**Records shown:**
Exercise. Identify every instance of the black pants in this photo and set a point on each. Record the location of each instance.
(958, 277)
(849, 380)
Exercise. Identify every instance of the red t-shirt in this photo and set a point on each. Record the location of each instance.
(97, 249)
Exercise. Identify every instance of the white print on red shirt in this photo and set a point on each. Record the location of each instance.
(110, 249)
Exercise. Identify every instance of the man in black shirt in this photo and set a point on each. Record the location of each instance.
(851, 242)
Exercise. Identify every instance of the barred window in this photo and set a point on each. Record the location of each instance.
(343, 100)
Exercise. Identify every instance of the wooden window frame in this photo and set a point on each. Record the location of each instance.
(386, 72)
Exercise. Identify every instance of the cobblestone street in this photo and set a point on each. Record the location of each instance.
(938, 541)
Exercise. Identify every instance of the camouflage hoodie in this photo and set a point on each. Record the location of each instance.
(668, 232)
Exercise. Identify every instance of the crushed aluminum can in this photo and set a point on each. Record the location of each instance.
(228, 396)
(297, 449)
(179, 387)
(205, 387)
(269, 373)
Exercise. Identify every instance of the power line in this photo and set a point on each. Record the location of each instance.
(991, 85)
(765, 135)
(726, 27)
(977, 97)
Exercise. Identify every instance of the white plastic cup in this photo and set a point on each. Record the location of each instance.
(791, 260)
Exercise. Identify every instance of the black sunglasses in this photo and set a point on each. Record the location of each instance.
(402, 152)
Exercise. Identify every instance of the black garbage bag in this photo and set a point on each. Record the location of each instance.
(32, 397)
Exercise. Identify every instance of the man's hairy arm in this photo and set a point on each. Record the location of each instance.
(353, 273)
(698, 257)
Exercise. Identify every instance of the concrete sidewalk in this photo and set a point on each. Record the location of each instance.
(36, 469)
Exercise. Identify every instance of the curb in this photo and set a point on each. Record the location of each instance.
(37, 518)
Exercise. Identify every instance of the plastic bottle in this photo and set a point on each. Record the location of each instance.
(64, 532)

**Task prompt:** Please retype every item above word for word, without any changes.

**Task output:**
Exercise. Identify every instance of the black pants in this photo and set a point on each. Record the location of each instance.
(958, 277)
(849, 380)
Exercise. Identify every instance of the red t-shirt in this photo and set a point on each. Record the location of each instance.
(97, 249)
Exercise. Identify every instance of the white print on red shirt in this photo and set a point on each. Record the location of each instance.
(110, 249)
Exercise. Identify every instance of the man in black shirt in this photo and set a point on each. Record the location of each instance.
(851, 242)
Exercise. Identify every instance of the barred window in this photo and set a point on each. Record the location of each instance.
(343, 100)
Exercise. Identify every instance of the wooden window frame in this photo and set a point on each. Record the location of each instance.
(386, 72)
Exercise. Identify every instance of the cobblestone street in this photo and set a point on each. Record the location of each instance.
(938, 541)
Exercise. Identify every instance of the camouflage hoodie in this photo and set a point on each. Record the location of each instance.
(668, 232)
Exercise. Identify every instance of the crushed aluminum can in this photo and set a point on each. Record the location of each instance.
(228, 396)
(297, 449)
(179, 387)
(205, 387)
(269, 373)
Exercise. Identify every instance of the power line in this photo and set a point on each. Record the location of each instance.
(991, 85)
(765, 135)
(726, 27)
(977, 97)
Exercise. Identify every instance of the white plastic cup in this photo and set a point on each. Record the location of each instance.
(791, 260)
Exercise. Identify every instance of the black sunglasses in this photo and set a point on each. Record the location of each instance.
(402, 152)
Exercise. Identify every instance of the black garbage bag in this photo and set a point on each. Record the location of each instance.
(32, 397)
Exercise. Identify every instance of the man's hairy arm in this photo and set a point on each. Record the location of each instance.
(353, 273)
(698, 257)
Exercise. Identify every instance of the concrete sidewalk in this photo and set a point on each. Record the location of each instance.
(36, 469)
Exercise. Identify every instance of the curb in this photo and set a point on each. Record the location of each instance.
(37, 518)
Exercise. Identify every instance of the plastic bottle in this photo and set a point on each. Record the location of each instance.
(64, 532)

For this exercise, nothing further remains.